__Study text__:
Thank you guys, i tested my water today and the ammonia is down btwn .25 and .50 that was right after about a 40% water change so ill check it again tomorrow and see where its at. All my current fish are looking fine now with the exception of the two sharks with ick they look pretty bad, still active just fins are covered with the ick.
Have you increased the temperature yet? I'd suggest increasing the temperature to at least 84 degrees Fahrenheit and start dosing table salt at 0.3% solution which is 3 teaspoons per gallon. Be sure to dissolve the salt thoroughly before adding slowly to the tank. Treatment must be done for at least 2 weeks to ensure you completely eradicate the ich.
Salt should work just fine with your fish. What you need to remember is that salt must be dissolved thoroughly first and added slowly to avoid osmotic shock. I know from experience these main points which I did not follow through. Salt grains do burn their skin hence I suggested thorough dissolution. I've treated my loaches and catfishes with salt with no issues after carefully administering the treatment. It is all it takes to ensure your treatment is done successfully with no losses.
At this point, you also need to start investing for a quarantine tank so you can quarantine every new fish from hereon for at least 3-4 weeks. Don't take quarantine procedure for granted. Many a hobbyist have learned their lessons the hard way when they introduce new fish recklessly to their current stocks and end up incurring heavy losses as a result of the damage struck by pathogens which are als resistant to most chemicals that are recommended against them.

__Work instructions__:
A: Return the stretch of the fish-treatment text from "Thank you guys, i" through "eradicate the ich.", copied word for word.
B: Answer these questions from the fish-treatment text:
(i) What minimum water temperature is suggested?
(ii) How long should every new fish be quarantined?
(iii) About what percentage of the water was changed before the ammonia test?
The entries below have no connection to the fish-treatment text.

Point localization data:

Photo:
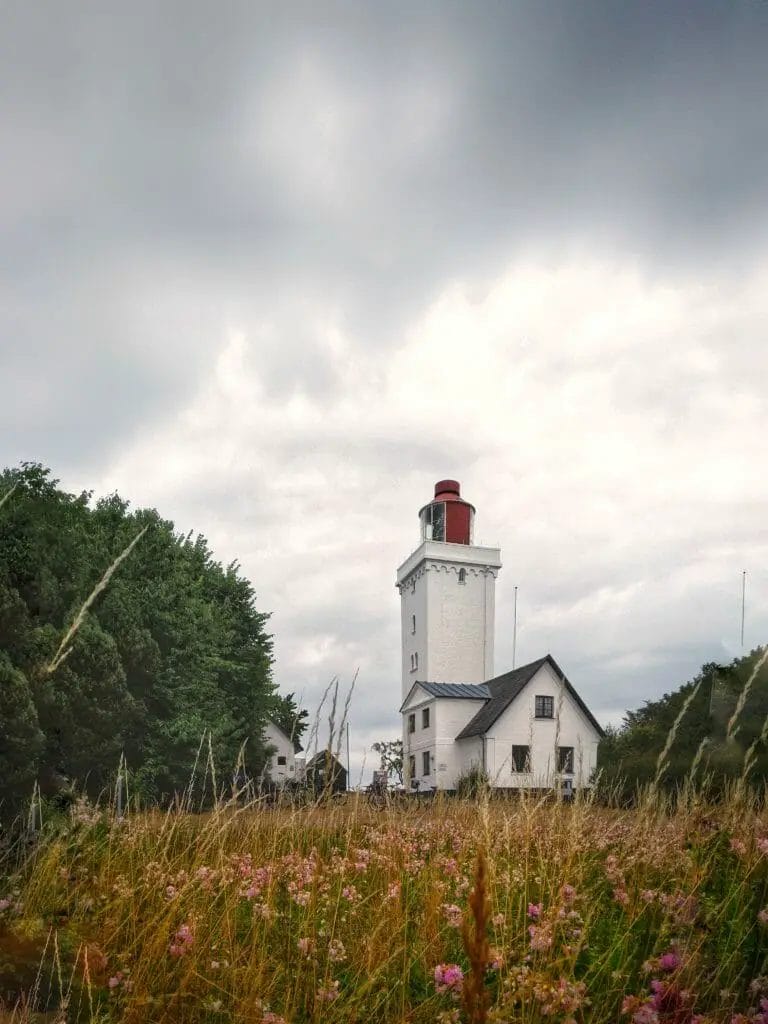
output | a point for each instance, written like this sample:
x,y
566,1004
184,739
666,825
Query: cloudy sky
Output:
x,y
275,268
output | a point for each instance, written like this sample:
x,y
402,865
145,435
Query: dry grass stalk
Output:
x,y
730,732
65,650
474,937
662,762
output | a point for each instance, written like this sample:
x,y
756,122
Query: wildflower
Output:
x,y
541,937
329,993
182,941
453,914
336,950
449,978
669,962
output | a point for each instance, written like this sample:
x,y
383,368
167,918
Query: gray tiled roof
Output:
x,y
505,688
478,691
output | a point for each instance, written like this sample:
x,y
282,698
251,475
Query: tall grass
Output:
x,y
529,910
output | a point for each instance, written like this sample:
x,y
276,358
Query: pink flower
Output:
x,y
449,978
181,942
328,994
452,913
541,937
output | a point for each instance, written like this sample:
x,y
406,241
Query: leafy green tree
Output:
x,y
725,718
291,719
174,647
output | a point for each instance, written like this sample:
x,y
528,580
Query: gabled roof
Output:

---

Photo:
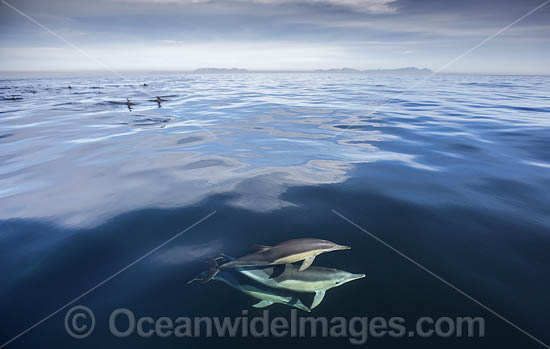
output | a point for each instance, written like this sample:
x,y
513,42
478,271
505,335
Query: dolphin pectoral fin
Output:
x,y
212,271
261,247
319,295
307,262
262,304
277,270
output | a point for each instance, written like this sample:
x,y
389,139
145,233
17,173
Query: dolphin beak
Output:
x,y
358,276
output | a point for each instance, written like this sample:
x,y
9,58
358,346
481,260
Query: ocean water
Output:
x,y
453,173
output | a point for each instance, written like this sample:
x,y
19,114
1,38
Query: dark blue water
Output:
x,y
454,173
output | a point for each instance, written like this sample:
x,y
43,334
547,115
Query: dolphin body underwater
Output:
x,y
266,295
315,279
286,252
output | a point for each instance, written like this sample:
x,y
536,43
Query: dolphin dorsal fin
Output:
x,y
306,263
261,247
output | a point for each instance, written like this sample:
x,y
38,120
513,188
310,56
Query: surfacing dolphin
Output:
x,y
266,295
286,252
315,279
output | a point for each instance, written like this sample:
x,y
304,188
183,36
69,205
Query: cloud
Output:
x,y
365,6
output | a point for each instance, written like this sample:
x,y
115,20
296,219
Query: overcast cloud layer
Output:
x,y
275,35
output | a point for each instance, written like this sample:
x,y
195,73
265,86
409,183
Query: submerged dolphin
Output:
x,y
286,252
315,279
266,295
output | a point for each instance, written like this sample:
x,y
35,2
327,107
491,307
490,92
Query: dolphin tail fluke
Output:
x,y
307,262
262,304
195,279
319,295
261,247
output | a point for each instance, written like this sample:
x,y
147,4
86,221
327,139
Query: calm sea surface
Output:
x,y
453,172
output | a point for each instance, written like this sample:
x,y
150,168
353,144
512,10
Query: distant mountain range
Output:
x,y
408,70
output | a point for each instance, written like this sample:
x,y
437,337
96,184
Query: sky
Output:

__Solution set__:
A:
Thank you guys, i tested my water today and the ammonia is down btwn .25 and .50 that was right after about a 40% water change so ill check it again tomorrow and see where its at. All my current fish are looking fine now with the exception of the two sharks with ick they look pretty bad, still active just fins are covered with the ick.
Have you increased the temperature yet? I'd suggest increasing the temperature to at least 84 degrees Fahrenheit and start dosing table salt at 0.3% solution which is 3 teaspoons per gallon. Be sure to dissolve the salt thoroughly before adding slowly to the tank. Treatment must be done for at least 2 weeks to ensure you completely eradicate the ich.

B:
(i) At least 84 degrees Fahrenheit.
(ii) At least 3-4 weeks.
(iii) About 40%.